ЗАДАНИЕ A. Переведите на английский язык предложение из отрывка о рассказах отца: «Зачастую даже целой ночи не хватало, чтобы закончить начатый рассказ, и поэтому на следующий вечер слушатели приходили снова».
ЗАДАНИЕ B. Допишите следующую часть отрывка о вечерних рассказах отца, продолжив его сразу после последнего предложения.

ОТРЫВОК ДОКУМЕНТА.
• • • • •

Мне довелось видеть три таких состязания: пер­вое имело место в Турции, в городе Ван, второе -=-в Азербайджане, в городе Карабахе, и третье про­исходило в небольшом городке Су батан, недалеко от Карса.

В Александрополе и Карее, городах, где наша семья жила в пору моего детства, отца обычно при­глашали на вечерние посиделки, куда многие при­ходили для того, чтобы послушать его рассказы и песни.

На этих посиделках он нередко исполнял что-нибудь одно из множества легенд и сказаний, изве­стных ему — по выбору присутствующих, либо же пел какую-нибудь песню — диалог между различ­ными персонажами.

Зачастую даже целой ночи не хватало, чтобы за­кончить начатый рассказ, и поэтому на следующий вечер слушатели приходили снова.

В ночь на праздники или воскресенье — когда не нужно было наутро вставать рано, мой отец обычно рассказывал нам, детям, сказки: либо о ве­ликих людях и героях древности, либо о Боге, о природе и таинственных чудесах, причем свои по­вествования он неизбежно заканчивал сказкой из «Тысячи и одной ночи», которых он знал так мно­го, что наверняка мог рассказывать их столько же ночей.

• • • • •

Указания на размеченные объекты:

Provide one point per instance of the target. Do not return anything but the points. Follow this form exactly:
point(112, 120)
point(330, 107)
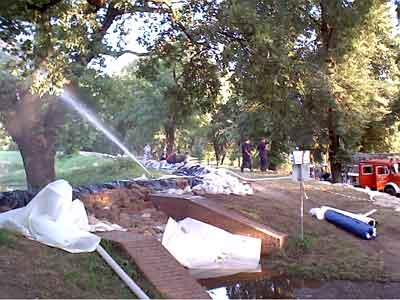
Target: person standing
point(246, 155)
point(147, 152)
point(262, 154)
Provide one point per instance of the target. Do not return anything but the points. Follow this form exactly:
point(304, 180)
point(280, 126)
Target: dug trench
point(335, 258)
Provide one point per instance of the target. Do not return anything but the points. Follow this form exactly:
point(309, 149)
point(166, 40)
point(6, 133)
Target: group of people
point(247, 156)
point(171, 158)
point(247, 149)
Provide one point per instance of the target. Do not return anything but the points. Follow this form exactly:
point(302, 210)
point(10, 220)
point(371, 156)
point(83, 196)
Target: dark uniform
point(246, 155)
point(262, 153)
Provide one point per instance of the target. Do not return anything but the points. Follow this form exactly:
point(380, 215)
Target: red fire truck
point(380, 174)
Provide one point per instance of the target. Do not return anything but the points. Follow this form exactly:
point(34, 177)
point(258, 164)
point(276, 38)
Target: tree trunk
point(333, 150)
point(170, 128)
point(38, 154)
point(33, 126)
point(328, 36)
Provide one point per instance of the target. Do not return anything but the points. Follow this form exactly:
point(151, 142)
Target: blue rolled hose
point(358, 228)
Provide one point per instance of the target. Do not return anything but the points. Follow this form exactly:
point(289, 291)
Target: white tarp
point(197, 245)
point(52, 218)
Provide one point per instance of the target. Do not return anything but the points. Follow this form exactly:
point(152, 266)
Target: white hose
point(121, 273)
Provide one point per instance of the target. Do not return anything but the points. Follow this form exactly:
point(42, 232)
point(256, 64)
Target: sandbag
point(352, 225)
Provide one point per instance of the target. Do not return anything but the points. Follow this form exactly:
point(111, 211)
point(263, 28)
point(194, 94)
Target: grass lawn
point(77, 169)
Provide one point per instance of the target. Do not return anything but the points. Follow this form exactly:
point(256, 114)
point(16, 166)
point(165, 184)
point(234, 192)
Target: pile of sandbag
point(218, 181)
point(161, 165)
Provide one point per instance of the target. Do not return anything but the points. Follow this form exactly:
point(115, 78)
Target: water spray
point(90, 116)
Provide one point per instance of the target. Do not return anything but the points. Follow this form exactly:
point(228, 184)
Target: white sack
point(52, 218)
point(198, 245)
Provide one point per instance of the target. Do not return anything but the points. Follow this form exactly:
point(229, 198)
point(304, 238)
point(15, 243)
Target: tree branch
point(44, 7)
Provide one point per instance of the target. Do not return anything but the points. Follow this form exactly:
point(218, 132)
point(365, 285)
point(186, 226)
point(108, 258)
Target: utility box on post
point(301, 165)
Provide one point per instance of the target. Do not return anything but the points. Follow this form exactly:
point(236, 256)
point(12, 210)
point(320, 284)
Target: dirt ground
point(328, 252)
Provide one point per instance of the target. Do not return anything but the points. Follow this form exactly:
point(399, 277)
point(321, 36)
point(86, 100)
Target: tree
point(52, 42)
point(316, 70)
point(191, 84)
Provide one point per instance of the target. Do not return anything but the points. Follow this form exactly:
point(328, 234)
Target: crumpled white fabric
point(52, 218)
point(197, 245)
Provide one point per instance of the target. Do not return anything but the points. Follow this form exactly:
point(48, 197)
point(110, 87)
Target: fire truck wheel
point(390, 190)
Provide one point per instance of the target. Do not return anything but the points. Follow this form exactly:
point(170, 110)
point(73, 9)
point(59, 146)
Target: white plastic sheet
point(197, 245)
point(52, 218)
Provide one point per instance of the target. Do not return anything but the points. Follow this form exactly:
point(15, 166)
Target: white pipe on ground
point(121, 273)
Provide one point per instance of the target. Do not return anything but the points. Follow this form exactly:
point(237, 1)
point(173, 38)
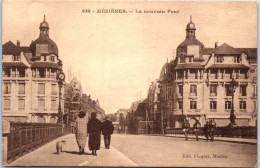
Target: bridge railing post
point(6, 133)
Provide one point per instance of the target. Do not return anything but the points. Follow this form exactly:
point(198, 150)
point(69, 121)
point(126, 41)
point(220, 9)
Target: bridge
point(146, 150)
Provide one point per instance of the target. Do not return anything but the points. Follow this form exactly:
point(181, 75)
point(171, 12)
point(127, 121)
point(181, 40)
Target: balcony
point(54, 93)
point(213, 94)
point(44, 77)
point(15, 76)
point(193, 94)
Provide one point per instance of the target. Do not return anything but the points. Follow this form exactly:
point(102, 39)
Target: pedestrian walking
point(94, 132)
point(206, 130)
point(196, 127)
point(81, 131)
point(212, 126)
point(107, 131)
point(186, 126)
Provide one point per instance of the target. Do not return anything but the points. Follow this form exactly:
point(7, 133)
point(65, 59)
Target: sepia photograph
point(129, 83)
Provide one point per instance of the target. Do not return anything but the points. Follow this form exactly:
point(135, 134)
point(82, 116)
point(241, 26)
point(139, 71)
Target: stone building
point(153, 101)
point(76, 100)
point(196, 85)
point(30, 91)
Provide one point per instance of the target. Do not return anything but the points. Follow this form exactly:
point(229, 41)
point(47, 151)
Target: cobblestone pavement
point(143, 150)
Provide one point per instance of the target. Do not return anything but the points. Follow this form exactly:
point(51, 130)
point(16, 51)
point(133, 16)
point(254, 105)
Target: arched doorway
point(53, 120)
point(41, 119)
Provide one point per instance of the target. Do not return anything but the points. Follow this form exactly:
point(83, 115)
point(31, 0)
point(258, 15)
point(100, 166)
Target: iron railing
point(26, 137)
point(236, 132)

• • • • •

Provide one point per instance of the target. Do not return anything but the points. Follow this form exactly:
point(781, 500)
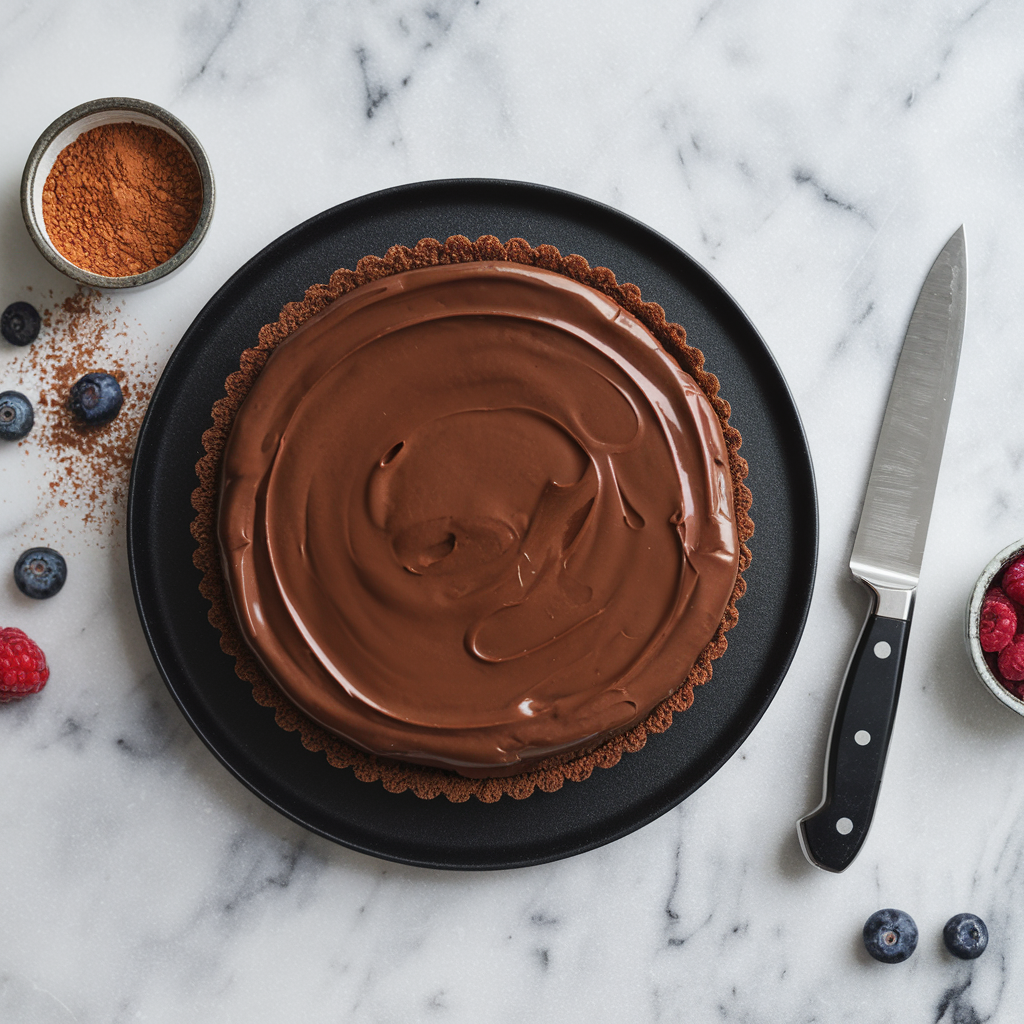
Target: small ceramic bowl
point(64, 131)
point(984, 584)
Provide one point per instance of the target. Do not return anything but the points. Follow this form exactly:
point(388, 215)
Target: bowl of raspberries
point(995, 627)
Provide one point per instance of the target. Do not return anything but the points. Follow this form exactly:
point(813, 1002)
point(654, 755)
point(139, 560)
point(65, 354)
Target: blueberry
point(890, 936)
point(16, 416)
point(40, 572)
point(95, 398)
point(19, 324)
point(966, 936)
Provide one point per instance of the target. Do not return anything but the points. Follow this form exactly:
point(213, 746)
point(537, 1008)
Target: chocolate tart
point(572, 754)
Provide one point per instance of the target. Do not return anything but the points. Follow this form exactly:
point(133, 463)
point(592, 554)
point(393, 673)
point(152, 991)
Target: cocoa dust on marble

• • • • •

ПРАВИЛЬНЫЙ ОТВЕТ A. Often even a whole night was not enough to finish a story once begun, and so the listeners came back again the next evening.

ПРАВИЛЬНЫЙ ОТВЕТ B.
Среди множества сильных впечатлений, остав­шихся у меня от легенд, рассказанных отцом, и оказавших глубокое влияние на всю мою жизнь, была одна, которая, наверное, не менее пяти раз сослужила мне добрую службу в более поздние годы, ставшая «духовным фактором» и оказавшая мне помощь в понимании непостижимого.

Это сильное впечатление, позднее послужившее мне духовным фактором, выкристаллизовалось во мне однажды вечером, когда отец рассказывал и пел легенду о «Потопе перед потопом», и последо­вавшей после этого дискуссии между моим отцом и одним из его друзей.

Это случилось тогда, когда под влиянием жиз­ненных обстоятельств мой отец был вынужден стать профессиональным плотником. Друг, с которым у него возник диспут, частенько заходил к нам в мастерскую и нередко сидел там всю ночь, раз­мышляя о смысле древних легенд и сказаний. Друг этот был не кто иной, как настоятель Борш из кар­ского воинского собора, ставший вскоре моим пер­вым учителем, основатель и создатель моей тепе­решней индивидуальности и, так сказать, «третьего аспекта моего внутреннего Бога».

В ночь, когда возник известный диспут, я был в мастерской, также как и мой дядя, который нака­нуне приехал в наш город из соседней деревушки, где у него были обширные сады и виноградники.

Мы с дядей тихо сидели рядом на мягкой струж­ке в углу мастерской и слушали моего отца, кото­рый пел сказание о вавилонском герое Гильгамеше, одновременно объясняя его смысл.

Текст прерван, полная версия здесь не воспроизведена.